Exercise description: Output each line of the data below exactly, omitting any image.

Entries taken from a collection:

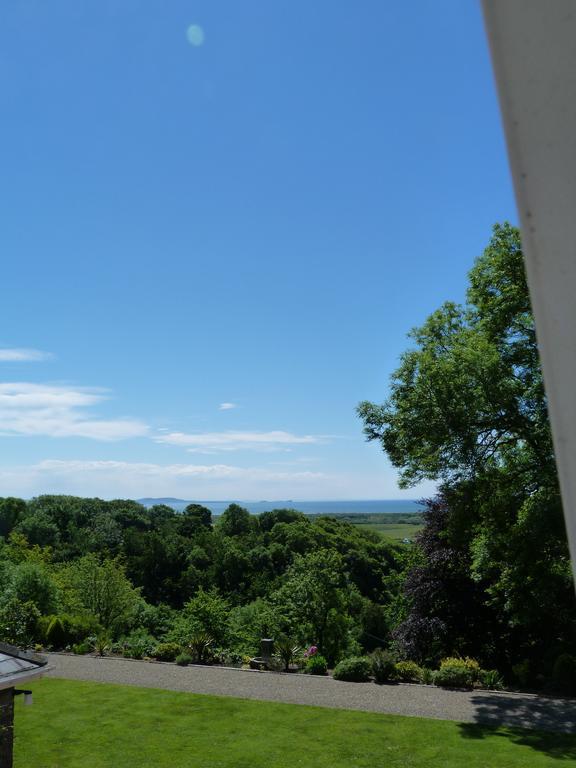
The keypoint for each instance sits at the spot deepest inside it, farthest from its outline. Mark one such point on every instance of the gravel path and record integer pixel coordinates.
(524, 710)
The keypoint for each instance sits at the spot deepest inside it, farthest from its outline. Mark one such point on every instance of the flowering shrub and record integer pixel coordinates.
(167, 651)
(356, 669)
(316, 665)
(382, 665)
(453, 676)
(408, 672)
(471, 665)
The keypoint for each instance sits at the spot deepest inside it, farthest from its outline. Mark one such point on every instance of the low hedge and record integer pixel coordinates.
(355, 670)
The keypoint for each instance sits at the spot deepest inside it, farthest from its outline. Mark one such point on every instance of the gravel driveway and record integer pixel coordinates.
(523, 710)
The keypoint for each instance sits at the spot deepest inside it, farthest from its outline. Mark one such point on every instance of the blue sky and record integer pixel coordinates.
(219, 221)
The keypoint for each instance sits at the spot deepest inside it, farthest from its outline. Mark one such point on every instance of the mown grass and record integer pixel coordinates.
(92, 725)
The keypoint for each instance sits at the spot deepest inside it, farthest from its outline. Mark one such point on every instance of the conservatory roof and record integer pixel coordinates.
(17, 666)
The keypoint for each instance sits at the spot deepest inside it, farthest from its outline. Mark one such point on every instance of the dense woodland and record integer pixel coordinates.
(132, 569)
(489, 577)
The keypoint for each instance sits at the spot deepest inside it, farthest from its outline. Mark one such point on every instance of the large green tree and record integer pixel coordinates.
(467, 408)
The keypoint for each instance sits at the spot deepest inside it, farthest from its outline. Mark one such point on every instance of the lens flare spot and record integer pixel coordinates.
(195, 35)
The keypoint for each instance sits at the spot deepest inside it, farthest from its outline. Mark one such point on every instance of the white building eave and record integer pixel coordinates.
(533, 46)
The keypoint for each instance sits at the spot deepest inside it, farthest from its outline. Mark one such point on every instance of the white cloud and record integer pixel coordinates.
(116, 479)
(59, 411)
(23, 355)
(210, 442)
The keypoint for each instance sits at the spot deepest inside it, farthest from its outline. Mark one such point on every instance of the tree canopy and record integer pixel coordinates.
(467, 408)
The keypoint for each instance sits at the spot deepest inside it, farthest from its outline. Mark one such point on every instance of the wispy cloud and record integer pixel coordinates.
(135, 479)
(59, 411)
(11, 355)
(210, 442)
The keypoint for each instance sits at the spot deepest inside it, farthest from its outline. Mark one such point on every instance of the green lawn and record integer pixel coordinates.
(93, 725)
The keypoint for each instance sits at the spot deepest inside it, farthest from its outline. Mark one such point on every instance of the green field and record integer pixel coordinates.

Output for this exercise:
The keypoint for each instance sits at the spot deepest inside it, farthest from its outline. Mark one such point on every instance of the gravel path and record integer pixel coordinates.
(524, 710)
The keypoint for each instance sits at the spot deepest inside it, farthest from its outline. Mark one such point on every instance of the flowering shrub and record integer pixel coordinates.
(167, 651)
(356, 669)
(316, 665)
(382, 665)
(453, 676)
(408, 672)
(471, 665)
The keypoint for each instance sits at the spot deepest inside it, farthest from its outline. Mark one such point on every instance of the low hedge and record integer pixel coordinates.
(355, 670)
The keypoint for each instance sits at the spot deepest inside it, farthest from its outline. Mark one such point on every instance of the gravel driveway and record integer pixel coordinates.
(523, 710)
The keypoint for each instance sits at the spot deepest inside it, farthest from its outline. Mark one such point on every instance of the blue sky and record integer pixel coordinates.
(219, 221)
The keypoint for each instance sits at the spot deepest inside it, farthest from its outline. Mark one such point on every instance of the mown grass and record integer pixel coordinates.
(92, 725)
The keypoint for each instance sits at the spot deepest inside it, farthest from its outline. Mark one such point on every instance of the conservatory roof and record integer pixel coordinates.
(17, 666)
The keypoint for each instance sits at the spot deepest inside it, farthest from its outline. Mark one such point on every instance of the dense woodland and record integer pixel coordinates.
(132, 569)
(489, 577)
The keypoint for each instance sits at the spot deepest inside it, farthest from its outline. Mark one such point on every instance of the large green tree and record integer pixel coordinates.
(467, 408)
The keypoint for each instance sits at the spot deepest inside it, farthest from its outline. Mark one such point on every instance of the lens flare spot and record integer pixel coordinates.
(195, 35)
The keypoint for each instance sits at the spot deepest inside it, farthest from its outline. Mark one such point on every instance of the white building eave and record integer pixel coordinates.
(533, 46)
The keypoint for each instance sits at the spot deepest inside it, farthest from its outline. Mark one such point on every instance of the white cloud and record integer pixel coordinates.
(116, 479)
(59, 411)
(23, 355)
(210, 442)
The keypoint for each instance sits at the spot deepest inside it, farthest from its outline. Mark one such point on every instance of the tree canopy and record integer pixel coordinates.
(467, 408)
The keypoint for each instance sits at the spot deepest inside it, farthest from its outline. Mark one such point on every instance of the wispy cloud and record integer pixel coordinates.
(135, 479)
(59, 411)
(11, 355)
(210, 442)
The keypoint for each instance sits at the spot deepest inside it, farthest from its outline. Mark one such point on every instance of the green lawn and record integer pixel coordinates.
(93, 725)
The keypoint for each instance sits at the spot deepest inside it, farthest from its outline. Mark one such point on every instance of the green field and record integer pixel coordinates.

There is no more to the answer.